TASK DIRECTIONS:
Please carry on the parliamentary debate on the Lords amendments to the elections bill, starting after its last sentence; the listing that follows it is not part of that debate.

(DOCUMENT SECTION begins)

Lords amendment 50 would remove clause 27, deleting the provision on joint campaigning that meant that spending by one entity in a joint campaign had to be counted by all entities. That never made sense to us and we are glad to see it dispensed with entirely. In his letter to his colleagues in the other place, Lord True paid tribute to the campaigning efforts of the TUC and of the Trade Union and Labour Party Liaison Organisation. He was right to do so, as their campaign was a brilliant one and I, for one, am glad it succeeded. Of course we will be supporting that this afternoon. Also, I am pleased to see that addition made via Lords Amendment 80 to wire in post-legislative scrutiny of this Bill. I would have such a provision in every Bill, as it is a good way of doing business. Beyond that, we do not have an issue with the tightening of provisions relating to secrecy, undue influence, candidate names, expenditure or electronic material. However, I will finish this section of my speech with a minor whinge, which I hope the Minister will address in her summing up. Lords Amendment 21, a Government amendment, deals with home addresses on ballot papers. Currently, as the Minister said, we or those who challenge us in elections to this place have a choice of having our home address or the constituency where we live on the ballot paper. For security reasons, that is a very good idea. Not only is it important for safety, but it allows voters to have a sense of where we are from. This provision adds a third option: we could specify which local authority we live in. That does not develop the original intent, because I do not think there is a case for safety there; I think this is there more for candidate vanity, and I am not sure what problem it is solving. So I am keen to learn from the Minister what needs to be addressed with that provision. It is not egregious enough for us to divide on, but I am keen to understand a bit more about why it is necessary.
I move on to the points of greater difference—the outstanding issues facing us. This Bill is littered with various things we have voted against throughout the process, in relation to voting, to political finance and to electoral systems, but today we are really down to just two issues: voter ID, as set out in part 1 of the Bill; and the independence of the Electoral Commission, as set out in part 3. The other place has done important work to help save the Government from themselves in this area, and it is sad that the Minister is not minded to accept that salvation, particularly on Lords amendments 22, 23 and 86. We have opposed and continue to oppose the introduction of voter ID. It is a solution in search of a problem; there is scant evidence of voter personation. In 2019, there were two major sets of elections—council elections in the May and a general election in the December—and in that year there was precisely one conviction for personation.
Does the hon. Gentleman share my concern about the disproportionate effect that evidence suggests photographic voter ID might have on ethnic minority voting rates?
I do have concern about who will miss out as a result of this. We know from the Government’s own figures that there are 2 million people without the right sort of photo ID. I see some shaking of heads from Conservative Members who are still listening to the debate, but it is not us making this point—the Joseph Rowntree Foundation has said that the poorest are six times more likely than the best off to miss out under the Government’s proposals. The key thing is: when all of us who can vote next Thursday stand in line to vote—and we hope the lines will be long—we are more likely to be hit by lightning three times than to be queuing behind someone who is committing an act of voter personation. Once again, this is a solution in search of a problem.

(DOCUMENT SECTION ends)
(ENTRIES SHOWN begins)

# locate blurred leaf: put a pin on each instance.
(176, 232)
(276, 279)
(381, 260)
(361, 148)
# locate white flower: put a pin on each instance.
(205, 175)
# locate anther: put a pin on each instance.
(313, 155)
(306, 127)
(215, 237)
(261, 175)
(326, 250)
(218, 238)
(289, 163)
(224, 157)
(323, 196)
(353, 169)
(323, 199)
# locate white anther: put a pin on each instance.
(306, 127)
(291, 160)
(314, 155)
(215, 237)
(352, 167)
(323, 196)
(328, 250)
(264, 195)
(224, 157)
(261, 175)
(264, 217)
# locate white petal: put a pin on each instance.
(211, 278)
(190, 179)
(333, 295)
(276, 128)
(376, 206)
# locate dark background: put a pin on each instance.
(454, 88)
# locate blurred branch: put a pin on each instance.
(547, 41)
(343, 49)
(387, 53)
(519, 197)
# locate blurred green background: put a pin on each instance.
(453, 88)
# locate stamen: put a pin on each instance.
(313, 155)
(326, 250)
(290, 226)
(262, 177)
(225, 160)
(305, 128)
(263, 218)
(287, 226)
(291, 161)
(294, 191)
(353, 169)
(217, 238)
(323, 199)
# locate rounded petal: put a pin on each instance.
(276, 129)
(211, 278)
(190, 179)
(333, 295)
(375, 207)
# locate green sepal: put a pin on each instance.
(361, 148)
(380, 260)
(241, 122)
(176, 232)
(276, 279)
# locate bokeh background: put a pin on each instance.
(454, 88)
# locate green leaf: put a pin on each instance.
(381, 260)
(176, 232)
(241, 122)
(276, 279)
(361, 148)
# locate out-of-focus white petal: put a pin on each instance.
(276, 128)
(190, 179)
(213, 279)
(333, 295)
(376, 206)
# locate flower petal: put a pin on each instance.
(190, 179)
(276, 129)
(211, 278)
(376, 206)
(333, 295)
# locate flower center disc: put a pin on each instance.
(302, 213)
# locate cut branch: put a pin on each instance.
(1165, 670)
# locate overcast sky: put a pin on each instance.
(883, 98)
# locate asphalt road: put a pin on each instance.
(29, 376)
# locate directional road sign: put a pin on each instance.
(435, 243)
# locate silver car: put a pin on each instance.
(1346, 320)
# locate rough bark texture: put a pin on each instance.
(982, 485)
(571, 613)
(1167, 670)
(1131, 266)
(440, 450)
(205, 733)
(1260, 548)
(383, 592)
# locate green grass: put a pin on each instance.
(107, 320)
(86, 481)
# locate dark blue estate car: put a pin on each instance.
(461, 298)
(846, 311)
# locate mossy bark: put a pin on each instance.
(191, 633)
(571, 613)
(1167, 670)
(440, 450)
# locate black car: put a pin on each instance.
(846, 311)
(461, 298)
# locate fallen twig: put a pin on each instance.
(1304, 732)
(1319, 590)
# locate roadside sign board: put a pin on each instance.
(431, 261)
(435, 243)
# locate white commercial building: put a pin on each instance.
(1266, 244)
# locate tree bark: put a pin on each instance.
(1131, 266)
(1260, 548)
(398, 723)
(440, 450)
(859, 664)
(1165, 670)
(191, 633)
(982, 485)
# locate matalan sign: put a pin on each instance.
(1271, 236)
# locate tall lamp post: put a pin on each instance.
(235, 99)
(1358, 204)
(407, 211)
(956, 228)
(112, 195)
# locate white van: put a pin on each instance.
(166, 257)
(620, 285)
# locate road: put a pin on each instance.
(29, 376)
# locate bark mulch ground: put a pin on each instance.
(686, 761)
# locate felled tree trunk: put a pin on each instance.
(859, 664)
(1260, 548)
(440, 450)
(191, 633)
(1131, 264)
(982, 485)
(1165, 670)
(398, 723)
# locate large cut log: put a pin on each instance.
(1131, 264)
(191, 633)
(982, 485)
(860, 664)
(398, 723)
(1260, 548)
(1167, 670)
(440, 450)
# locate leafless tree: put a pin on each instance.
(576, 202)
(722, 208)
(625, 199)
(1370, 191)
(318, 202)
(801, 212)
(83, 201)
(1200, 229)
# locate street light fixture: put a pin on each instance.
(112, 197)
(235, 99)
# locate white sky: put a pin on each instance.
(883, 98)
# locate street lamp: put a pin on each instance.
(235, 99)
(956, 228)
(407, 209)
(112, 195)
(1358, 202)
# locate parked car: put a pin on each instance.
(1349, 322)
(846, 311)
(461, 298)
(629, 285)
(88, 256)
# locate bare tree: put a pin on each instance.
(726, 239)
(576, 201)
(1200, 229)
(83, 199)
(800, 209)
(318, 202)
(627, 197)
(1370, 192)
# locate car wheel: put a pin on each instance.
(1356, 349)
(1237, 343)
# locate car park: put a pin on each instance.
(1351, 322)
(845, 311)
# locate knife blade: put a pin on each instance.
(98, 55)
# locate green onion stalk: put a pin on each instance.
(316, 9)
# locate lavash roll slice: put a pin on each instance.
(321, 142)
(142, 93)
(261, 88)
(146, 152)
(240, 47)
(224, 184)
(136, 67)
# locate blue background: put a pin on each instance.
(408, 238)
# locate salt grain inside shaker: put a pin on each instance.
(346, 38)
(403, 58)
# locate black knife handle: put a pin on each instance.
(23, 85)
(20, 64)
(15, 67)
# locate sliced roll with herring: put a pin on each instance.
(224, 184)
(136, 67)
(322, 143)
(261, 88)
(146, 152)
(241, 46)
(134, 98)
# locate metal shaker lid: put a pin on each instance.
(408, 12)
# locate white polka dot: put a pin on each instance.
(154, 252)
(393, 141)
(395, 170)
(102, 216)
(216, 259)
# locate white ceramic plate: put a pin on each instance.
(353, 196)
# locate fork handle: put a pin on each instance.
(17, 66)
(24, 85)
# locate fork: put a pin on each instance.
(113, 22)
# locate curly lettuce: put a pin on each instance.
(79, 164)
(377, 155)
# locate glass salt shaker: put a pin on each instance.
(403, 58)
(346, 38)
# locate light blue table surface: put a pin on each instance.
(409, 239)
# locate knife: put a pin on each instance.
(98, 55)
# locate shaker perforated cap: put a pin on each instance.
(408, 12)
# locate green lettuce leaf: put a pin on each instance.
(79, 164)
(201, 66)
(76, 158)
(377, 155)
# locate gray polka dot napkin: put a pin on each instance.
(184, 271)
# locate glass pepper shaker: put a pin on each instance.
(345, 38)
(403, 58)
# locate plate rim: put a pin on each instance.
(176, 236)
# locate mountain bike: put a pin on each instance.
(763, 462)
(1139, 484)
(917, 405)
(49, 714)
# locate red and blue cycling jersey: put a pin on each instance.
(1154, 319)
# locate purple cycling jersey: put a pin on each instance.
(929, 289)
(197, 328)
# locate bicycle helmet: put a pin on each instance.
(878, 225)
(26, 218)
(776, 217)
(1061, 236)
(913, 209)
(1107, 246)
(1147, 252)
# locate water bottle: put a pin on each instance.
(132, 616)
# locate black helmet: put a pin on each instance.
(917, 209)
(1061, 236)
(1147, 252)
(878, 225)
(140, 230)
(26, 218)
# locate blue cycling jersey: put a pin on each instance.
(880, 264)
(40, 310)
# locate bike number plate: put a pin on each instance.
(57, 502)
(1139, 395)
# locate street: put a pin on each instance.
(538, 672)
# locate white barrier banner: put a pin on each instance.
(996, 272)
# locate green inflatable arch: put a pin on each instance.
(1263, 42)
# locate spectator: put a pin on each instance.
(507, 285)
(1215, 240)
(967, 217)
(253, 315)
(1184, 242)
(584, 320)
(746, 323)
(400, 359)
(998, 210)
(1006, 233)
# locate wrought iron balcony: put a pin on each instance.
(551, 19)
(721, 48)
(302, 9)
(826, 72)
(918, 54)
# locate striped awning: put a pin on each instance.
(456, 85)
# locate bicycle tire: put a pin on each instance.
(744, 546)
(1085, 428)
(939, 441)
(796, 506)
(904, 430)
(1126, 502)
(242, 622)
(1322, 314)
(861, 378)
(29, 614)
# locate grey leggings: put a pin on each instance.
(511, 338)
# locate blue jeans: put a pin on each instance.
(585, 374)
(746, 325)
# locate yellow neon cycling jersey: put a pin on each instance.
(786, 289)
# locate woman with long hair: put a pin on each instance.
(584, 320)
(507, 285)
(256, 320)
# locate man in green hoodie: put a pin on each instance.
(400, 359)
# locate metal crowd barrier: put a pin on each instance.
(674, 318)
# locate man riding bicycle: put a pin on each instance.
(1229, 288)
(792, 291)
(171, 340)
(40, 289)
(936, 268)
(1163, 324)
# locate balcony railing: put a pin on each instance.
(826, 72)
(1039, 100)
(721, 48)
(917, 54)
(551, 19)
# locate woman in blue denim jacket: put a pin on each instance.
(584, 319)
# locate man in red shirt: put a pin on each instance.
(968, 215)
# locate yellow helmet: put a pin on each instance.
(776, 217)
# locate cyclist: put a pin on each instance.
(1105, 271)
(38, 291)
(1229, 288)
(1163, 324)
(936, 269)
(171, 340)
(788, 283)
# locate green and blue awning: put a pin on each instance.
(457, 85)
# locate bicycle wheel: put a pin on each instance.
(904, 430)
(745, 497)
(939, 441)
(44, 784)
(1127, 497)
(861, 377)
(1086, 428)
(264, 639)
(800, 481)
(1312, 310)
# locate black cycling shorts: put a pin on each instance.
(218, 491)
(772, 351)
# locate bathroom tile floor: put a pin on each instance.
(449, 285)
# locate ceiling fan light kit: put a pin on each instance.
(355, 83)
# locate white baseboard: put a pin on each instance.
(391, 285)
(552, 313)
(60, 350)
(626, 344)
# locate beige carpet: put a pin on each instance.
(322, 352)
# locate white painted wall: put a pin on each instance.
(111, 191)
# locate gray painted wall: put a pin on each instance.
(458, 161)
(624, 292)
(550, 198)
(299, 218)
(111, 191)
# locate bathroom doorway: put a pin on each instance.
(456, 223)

(ENTRIES SHOWN ends)

RESULT OF THIS EXERCISE:
We have seen this in the pilots as well. As the Minister mentioned, the Government have done pilots in this area and if what happened in those were replicated across the country, 184,000 people who wanted to vote would be unable to do so. Again, that is a demonstration of why Lords amendment 86 is so important and why this is such a bad idea. This amendment does not delete the voter ID provision, as would be my preference and as we have sought to do in Committee and on Report. Instead, it just makes things a little easier by expanding the list of accepted ID at polling stations. That is a worthy compromise, and I am surprised that the Government have not sought to take it.
The Minister has talked about the provision of a voter card from the local authority, but she has not yet said who is going to fund that. May we have a concrete assurance that that will come from central Government funding and it will not be put on the rate payers? Will she also assure us that thoughtful consideration has been given to the pressures on our electoral administrators, since the demand for these voter cards will peak at the same time as demand for postal votes, voter registration and proxy votes? Our electoral administrators, who do such a great job, are already overburdened, so I would love to know what assessment had been done of the capacity to deliver those things. The Lords amendment would ameliorate many of those challenges.
We always seek to be helpful to the Government, and Conservative Members will know that their manifesto pledge on voter ID was that they intended to introduce simply voter ID, not photographic ID—the word “photographic” was not mentioned. So the solution proposed in the amendment is very much in line with what they have committed to. We know that the alternative, which is forcing through photographic ID, is about a form of ID that more than 2 million voters lack, according to the Government’s own figures. This was an opportunity to do better and the Government should have taken it. We certainly will be pressing that point.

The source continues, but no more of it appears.